◆ EXERCISE ◆
Render the lines starting at the one that contains "Reviewer note: confirm that each instance of the navy" and ending at the one that contains "[(65, 240)]" as a Markdown table with the columns Number and Line, leaving out blank lines.

[Rows from a data collection]
☆ ☆ ☆ ☆

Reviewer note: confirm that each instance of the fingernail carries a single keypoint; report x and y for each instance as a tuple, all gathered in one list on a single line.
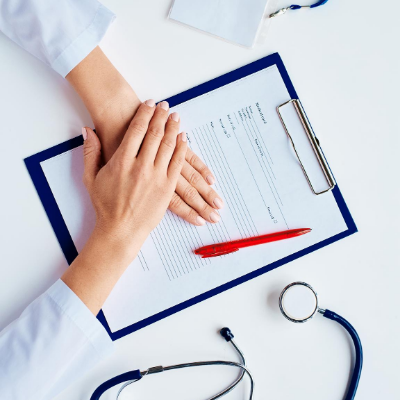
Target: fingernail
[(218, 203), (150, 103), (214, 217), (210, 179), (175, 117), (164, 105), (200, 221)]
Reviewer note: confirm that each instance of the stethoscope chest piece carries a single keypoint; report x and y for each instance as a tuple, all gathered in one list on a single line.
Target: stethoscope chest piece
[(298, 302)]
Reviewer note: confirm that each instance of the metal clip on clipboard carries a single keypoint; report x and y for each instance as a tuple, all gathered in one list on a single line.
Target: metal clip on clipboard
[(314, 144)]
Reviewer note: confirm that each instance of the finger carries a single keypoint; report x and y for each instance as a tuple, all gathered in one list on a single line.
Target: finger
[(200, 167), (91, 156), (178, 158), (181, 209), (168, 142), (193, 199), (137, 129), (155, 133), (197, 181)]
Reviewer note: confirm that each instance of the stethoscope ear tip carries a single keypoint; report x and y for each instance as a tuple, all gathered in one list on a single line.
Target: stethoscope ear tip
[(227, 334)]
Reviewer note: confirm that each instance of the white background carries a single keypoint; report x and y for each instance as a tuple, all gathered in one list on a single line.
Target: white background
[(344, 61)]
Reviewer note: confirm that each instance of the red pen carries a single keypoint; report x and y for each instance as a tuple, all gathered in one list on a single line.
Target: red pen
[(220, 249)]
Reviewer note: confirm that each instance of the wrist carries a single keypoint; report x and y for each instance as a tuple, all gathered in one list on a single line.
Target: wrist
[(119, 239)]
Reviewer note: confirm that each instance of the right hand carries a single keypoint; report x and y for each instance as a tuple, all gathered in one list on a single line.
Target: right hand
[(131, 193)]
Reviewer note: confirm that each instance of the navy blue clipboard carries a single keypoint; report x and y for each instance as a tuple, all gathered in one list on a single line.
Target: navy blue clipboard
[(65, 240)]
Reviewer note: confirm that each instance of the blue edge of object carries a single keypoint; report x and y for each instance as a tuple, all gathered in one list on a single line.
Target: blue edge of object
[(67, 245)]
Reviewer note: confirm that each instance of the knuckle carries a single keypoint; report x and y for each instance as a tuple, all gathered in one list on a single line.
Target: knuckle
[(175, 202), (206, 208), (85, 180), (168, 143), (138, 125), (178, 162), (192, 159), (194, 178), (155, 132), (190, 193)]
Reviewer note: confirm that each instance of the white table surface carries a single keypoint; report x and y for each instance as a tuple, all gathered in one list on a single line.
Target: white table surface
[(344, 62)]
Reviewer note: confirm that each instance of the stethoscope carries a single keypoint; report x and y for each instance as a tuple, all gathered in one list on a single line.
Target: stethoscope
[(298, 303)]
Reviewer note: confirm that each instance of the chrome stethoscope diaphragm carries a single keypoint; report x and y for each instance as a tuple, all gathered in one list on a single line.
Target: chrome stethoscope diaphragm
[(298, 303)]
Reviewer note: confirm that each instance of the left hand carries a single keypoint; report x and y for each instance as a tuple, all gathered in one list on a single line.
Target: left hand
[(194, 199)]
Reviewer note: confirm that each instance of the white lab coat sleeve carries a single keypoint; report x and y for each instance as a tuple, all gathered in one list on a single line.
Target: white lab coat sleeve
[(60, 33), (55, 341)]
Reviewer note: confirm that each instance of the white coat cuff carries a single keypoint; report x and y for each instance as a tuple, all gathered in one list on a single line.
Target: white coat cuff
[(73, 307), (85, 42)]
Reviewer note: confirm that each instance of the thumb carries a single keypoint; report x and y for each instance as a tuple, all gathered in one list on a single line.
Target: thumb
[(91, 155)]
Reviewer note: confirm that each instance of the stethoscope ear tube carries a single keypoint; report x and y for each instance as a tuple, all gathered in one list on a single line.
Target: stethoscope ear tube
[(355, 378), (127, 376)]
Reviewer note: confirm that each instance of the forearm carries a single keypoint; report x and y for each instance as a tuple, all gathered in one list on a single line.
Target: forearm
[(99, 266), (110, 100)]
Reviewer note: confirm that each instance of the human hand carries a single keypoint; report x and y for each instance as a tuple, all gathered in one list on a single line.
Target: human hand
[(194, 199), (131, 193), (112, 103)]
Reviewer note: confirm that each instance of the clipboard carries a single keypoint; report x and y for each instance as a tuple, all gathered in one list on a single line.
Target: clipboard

☆ ☆ ☆ ☆

◆ FULL SOLUTION ◆
| Number | Line |
|---|---|
| 1 | Reviewer note: confirm that each instance of the navy blue clipboard carries a single keypoint; report x and y for each instance as a tuple, all gathered in one list on a single line. |
| 2 | Target: navy blue clipboard |
| 3 | [(65, 240)] |